» WORK TO BE COMPLETED
Based on the listing below, report how many lines contain the word "brown". Nothing but the number, please.

» DATA SHOWN
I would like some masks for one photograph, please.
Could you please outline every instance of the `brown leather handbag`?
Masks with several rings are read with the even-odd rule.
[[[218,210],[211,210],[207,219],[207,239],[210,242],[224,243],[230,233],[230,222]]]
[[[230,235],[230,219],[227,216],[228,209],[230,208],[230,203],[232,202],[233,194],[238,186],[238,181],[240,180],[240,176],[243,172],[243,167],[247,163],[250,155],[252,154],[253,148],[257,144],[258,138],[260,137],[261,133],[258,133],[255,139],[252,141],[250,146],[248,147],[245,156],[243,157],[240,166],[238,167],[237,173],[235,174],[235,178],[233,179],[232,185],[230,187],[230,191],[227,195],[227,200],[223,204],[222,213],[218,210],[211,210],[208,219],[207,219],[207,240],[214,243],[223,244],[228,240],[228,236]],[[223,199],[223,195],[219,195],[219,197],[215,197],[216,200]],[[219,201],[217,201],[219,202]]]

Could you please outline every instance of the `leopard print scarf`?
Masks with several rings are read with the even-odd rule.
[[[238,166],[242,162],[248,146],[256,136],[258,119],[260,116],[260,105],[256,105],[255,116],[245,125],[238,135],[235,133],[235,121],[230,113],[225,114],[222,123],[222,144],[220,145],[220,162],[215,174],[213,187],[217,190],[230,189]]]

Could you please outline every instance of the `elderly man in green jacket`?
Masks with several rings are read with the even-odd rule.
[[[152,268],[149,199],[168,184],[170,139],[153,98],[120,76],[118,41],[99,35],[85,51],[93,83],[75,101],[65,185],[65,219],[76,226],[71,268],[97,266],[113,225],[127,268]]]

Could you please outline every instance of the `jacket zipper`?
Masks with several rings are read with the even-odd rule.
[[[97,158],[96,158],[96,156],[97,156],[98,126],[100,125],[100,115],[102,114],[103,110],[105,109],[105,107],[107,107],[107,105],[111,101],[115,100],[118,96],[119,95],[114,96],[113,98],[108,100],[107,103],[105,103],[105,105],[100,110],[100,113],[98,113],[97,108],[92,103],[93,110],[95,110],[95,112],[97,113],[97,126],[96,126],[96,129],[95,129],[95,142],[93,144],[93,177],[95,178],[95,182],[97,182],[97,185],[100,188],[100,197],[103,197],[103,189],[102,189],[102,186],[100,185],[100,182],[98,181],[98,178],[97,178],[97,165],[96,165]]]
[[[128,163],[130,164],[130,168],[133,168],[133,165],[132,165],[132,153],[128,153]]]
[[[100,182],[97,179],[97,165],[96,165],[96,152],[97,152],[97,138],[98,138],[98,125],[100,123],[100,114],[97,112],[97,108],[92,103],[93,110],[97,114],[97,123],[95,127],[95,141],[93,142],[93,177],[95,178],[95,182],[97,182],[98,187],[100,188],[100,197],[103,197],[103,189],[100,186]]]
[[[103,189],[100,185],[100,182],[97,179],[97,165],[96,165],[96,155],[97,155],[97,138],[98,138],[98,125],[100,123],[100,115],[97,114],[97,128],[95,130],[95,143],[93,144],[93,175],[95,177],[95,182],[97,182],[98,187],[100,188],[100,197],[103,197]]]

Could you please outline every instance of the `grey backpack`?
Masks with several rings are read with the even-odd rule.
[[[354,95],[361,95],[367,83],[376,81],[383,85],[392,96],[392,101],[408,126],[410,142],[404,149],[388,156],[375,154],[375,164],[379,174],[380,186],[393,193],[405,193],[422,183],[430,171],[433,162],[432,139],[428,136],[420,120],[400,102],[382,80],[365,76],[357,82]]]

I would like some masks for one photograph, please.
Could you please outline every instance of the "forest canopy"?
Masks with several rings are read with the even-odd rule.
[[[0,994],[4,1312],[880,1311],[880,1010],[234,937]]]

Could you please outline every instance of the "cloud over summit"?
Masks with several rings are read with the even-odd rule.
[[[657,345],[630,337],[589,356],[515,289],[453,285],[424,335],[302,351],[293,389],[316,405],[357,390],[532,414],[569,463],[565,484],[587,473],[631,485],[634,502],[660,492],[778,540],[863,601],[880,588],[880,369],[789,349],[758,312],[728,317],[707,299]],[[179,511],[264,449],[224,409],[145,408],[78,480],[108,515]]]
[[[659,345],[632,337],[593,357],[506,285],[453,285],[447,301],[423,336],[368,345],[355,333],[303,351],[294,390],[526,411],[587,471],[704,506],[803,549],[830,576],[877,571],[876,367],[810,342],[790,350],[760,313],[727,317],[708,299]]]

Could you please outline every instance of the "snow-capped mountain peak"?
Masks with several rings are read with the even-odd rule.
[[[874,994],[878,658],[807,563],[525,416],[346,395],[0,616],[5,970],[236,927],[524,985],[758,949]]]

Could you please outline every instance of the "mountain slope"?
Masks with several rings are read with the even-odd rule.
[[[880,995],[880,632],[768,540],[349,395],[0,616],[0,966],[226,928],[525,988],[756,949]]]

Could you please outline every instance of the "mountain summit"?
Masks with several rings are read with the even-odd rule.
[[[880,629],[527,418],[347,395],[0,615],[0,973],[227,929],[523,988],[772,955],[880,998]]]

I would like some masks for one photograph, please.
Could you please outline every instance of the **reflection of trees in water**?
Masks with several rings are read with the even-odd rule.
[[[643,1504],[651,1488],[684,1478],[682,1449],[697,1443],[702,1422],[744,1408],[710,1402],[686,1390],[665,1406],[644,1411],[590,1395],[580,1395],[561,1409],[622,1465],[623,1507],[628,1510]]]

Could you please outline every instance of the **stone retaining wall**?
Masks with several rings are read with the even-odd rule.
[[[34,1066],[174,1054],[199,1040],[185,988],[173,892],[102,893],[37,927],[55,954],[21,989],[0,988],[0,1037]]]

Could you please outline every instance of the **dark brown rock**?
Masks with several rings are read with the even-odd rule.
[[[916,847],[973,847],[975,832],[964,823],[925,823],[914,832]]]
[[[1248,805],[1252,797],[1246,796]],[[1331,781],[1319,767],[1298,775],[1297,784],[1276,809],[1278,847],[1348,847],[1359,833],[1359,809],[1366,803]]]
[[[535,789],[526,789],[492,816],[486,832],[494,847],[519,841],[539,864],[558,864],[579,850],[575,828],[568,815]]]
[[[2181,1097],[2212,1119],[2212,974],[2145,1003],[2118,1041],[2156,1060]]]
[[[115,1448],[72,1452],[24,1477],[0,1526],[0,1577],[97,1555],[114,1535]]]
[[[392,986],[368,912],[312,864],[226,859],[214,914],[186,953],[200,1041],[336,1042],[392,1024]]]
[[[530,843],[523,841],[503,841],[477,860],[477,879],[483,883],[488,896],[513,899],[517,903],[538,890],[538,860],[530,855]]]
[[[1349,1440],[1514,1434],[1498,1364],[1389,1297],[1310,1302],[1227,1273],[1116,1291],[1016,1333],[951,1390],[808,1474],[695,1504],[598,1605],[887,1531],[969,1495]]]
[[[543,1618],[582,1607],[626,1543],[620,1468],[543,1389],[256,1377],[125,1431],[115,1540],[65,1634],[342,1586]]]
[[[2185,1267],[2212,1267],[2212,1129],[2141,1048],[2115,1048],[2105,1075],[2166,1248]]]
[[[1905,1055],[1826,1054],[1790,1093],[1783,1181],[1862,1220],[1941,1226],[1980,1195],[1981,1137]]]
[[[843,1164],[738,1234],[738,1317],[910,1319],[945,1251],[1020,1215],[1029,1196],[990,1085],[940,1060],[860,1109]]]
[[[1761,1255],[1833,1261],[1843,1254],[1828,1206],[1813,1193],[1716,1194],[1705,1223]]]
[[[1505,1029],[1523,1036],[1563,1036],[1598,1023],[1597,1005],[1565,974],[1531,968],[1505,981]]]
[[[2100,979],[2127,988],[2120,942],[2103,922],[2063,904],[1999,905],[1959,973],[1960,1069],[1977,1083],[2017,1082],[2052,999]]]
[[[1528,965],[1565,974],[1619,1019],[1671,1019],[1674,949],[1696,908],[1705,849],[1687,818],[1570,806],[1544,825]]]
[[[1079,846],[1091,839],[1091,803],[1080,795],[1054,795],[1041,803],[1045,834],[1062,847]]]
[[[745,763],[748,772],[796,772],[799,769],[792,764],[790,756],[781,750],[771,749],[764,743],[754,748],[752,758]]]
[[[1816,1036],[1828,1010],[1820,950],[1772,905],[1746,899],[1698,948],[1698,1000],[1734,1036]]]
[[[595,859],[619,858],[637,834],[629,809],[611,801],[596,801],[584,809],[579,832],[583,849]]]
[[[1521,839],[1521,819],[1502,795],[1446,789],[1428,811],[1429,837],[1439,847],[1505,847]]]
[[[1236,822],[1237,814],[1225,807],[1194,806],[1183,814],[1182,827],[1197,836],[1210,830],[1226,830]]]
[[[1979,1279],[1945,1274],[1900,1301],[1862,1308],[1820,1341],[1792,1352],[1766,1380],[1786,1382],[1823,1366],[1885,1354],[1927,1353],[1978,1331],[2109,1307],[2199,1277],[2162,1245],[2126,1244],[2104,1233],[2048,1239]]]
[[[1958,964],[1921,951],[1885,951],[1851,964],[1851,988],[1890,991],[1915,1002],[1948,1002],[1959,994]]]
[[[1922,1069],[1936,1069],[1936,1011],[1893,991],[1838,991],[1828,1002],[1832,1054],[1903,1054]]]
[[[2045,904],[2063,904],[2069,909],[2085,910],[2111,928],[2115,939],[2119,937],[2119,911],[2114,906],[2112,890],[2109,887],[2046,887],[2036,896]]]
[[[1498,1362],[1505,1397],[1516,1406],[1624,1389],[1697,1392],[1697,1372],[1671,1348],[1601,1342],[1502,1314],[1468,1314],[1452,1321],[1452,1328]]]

» EXERCISE RESPONSE
2